== Selected text ==
+++

The Science of Hurts

We have all felt hurt at some time in our lives. It is as common a human experience as eating or sleeping. Many of us accept that life is full of hurts and that is just the way it is. But what is a hurt exactly?

Most of us would probably say that we feel or register a hurt any time we do not feel truly met, understood and respected for who we are. On a more practical level, any time we do not feel respect, decency, love and honesty, we say we feel hurt by this. We then assume that this is how it is and that there is no other way. But is this exactly true? Could there be another possibility? Do we have to feel hurt by the lack of love in the world?

I know from my own experience that every day I feel the quality of everything that is occurring around me. From the way people speak, move or just look, it is all constantly communicating something to me. I have also noticed that some days or moments in a day, I feel more disturbed by others’ actions or movements and other days or moments, I don’t.

So what’s the difference? Well, I have noticed that the days when I can observe what is occurring around me and not be disturbed, are the days when I am feeling less disturbed inside of me. On these days I am more connected to an inner stillness and steadiness that is always present inside me. When I am connected to this inner stillness I feel much bigger and grander than the disturbance and therefore, to be hurt by this disturbance seems impossible.

So I have found this an interesting observation because it means that how I interpret what is occurring around me depends on my own choice of how I am with, and within, myself.

It is easy to think of a hurt as something that is being done to us; that we are innocent victims in the crime. That it is a simple case of someone hurting us and we have every right to feel hurt. But perhaps what is closer to the truth is that we are actually choosing to feel hurt due to a disturbing situation. We choose to focus on the relatively small disturbance and disconnect from the abundance of love and stillness that is all around us and inside us constantly. Therefore, if feeling hurt is a choice rather than a foregone conclusion, we could also just as easily make a choice to NOT feel hurt by any disturbing situation.

Another belief I would say we have around hurts is that we often like to think of them as a simple transaction in a straight line. We have the perpetrator who commits the unloving act upon the victim. There is a good guy and a baddie. We feel hard done by if we are the victim and wonder how on earth someone could possibly dream of not loving us as we know we deserve to be loved, because deep down we know we come from love.

+++

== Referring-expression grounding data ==

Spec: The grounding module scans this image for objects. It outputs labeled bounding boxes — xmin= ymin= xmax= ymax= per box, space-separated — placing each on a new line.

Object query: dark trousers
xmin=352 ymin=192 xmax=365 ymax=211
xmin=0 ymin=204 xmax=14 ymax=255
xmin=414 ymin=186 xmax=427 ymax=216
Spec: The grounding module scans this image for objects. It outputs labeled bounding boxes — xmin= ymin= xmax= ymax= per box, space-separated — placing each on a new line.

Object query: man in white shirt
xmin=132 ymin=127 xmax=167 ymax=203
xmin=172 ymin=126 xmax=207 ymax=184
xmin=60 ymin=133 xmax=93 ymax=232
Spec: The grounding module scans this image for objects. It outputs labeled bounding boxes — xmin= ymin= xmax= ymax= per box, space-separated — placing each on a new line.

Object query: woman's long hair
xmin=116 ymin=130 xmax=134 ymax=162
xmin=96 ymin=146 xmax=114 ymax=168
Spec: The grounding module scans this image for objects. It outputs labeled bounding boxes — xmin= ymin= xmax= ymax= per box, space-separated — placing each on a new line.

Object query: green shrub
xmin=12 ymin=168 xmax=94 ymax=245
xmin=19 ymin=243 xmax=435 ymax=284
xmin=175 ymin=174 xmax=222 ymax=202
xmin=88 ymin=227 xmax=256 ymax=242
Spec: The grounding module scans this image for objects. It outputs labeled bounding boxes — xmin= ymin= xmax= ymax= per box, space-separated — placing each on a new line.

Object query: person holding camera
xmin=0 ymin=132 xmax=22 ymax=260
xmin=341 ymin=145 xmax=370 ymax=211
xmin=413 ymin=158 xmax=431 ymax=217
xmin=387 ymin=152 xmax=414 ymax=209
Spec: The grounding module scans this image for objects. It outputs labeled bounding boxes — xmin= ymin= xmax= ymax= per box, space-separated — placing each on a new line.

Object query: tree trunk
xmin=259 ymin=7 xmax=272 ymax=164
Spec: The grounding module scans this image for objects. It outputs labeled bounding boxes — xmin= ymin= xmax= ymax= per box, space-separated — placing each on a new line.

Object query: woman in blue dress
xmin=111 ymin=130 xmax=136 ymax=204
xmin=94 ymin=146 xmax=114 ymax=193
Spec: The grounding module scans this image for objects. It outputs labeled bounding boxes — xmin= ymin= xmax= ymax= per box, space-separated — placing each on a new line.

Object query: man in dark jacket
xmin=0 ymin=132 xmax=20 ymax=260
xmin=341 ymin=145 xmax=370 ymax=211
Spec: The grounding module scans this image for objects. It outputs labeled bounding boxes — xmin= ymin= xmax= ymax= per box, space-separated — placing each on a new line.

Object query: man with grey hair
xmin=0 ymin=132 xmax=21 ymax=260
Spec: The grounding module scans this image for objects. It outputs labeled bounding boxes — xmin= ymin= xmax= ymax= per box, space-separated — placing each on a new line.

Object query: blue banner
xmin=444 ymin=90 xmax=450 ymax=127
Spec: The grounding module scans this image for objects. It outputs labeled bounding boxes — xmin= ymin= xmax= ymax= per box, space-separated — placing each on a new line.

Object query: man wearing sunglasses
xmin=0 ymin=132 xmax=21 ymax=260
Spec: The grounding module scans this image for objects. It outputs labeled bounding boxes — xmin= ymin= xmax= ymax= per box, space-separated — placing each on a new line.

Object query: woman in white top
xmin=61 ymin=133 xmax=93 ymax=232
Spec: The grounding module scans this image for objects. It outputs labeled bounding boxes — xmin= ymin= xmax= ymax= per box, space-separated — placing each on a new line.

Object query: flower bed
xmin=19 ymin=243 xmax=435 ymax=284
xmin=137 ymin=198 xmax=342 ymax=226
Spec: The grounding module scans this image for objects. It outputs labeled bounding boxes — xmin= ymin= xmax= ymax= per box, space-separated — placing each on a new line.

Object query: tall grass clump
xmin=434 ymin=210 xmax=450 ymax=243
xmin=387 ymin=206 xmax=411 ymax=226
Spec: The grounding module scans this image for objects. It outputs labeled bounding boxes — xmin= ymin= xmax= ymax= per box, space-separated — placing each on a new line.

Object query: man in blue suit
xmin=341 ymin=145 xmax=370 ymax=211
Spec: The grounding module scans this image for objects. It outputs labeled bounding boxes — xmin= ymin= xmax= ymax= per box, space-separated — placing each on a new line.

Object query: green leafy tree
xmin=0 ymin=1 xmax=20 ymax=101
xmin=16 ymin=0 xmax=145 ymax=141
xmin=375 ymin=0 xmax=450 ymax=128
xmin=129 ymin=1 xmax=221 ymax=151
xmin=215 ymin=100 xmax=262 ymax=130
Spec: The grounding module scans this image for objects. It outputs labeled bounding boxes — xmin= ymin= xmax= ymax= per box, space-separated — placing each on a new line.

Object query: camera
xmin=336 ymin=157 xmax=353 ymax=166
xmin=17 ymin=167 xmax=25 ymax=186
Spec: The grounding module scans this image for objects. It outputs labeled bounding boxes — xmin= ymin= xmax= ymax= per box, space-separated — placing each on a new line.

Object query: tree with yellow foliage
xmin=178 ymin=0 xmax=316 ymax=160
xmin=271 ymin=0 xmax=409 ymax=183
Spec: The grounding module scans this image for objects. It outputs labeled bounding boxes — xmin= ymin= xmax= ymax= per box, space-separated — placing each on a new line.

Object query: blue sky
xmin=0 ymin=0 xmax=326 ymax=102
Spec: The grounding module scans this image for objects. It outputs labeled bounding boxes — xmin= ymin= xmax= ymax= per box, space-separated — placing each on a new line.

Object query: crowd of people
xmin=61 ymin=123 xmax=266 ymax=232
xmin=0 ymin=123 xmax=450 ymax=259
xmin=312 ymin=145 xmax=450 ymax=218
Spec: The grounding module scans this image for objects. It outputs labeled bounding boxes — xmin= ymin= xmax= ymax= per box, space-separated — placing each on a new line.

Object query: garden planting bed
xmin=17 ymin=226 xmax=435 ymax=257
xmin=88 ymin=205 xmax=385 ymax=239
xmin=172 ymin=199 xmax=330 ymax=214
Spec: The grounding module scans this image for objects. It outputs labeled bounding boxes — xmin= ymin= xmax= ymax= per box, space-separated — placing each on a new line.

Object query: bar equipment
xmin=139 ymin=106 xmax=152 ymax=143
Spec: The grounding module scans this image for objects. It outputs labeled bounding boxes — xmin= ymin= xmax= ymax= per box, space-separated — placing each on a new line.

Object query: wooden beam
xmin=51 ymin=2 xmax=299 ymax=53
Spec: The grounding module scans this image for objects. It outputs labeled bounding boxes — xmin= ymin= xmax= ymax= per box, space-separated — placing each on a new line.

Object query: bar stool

+++

== Prompt A ==
In the piece on hurts, what is the writer more connected to on the days when they feel less disturbed inside?
== Prompt B ==
In the piece on hurts, which qualities does the writer say we feel hurt by when we do not feel them, on a more practical level? List all of them.
== Prompt C ==
Continue the piece on hurts from its final sentence.

== Expected answer A ==
An inner stillness and steadiness that is always present inside them.

== Expected answer B ==
Respect, decency, love and honesty.

== Expected answer C ==
However, have we considered that the hurts we experience in our lives may actually be cyclical in nature and not as lineal as may first appear?

Every time we do, say or think something that is not coming from a basis of love and truth, it creates an energetic disturbance in the universe. We have in effect created disharmony where there was none before. This contributes to the pool of energy or consciousness that surrounds us and also influences us. We in effect live in the soup that we create with our own daily choices.

So when we complain that someone has hurt us, it is wiser to understand that unless we can honestly say that we live our own lives with absolute truth and love all the time, we have actually contributed to this hurt we now feel coming towards us. It is a bit like wee-ing in the pool and then complaining that someone else in the pool has splashed us in the face with the collective urine!

So rather than constantly reacting to life and only seeing the lack of love that is obviously sometimes the reality of life on this planet, perhaps it would be wiser to stay connected to the love that we are and take full responsibility for what we express in the world, knowing that it is our collective expressions that make up the world we all have to live in.

I have experimented with this myself a little and have noticed that if I choose to be understanding and not react when someone is doing or saying something disturbing around me, then many times the person will change how they are expressing as they too sense the disturbance. Then other times when I choose to react, no matter how much right I feel I have to be hurt, I have observed that I am actually expressing the same quality of disturbance back to the person who I have decided is hurting me! The disturbance becomes the norm and neither of us have an opportunity to get out of it. We both stay in our protection and guardedness, which feels justified by our hurts that we are choosing to hang on to.

Inspired by Serge Benhayon and Universal Medicine, I have begun to explore the science of energy – which includes the science of hurts – and I have realised that despite the reality of the existence of hurts on this planet of ours, they do not have to be the dominant or driving force behind our behaviours as they currently are, and that we do in fact have a choice as to whether we feel hurt or not.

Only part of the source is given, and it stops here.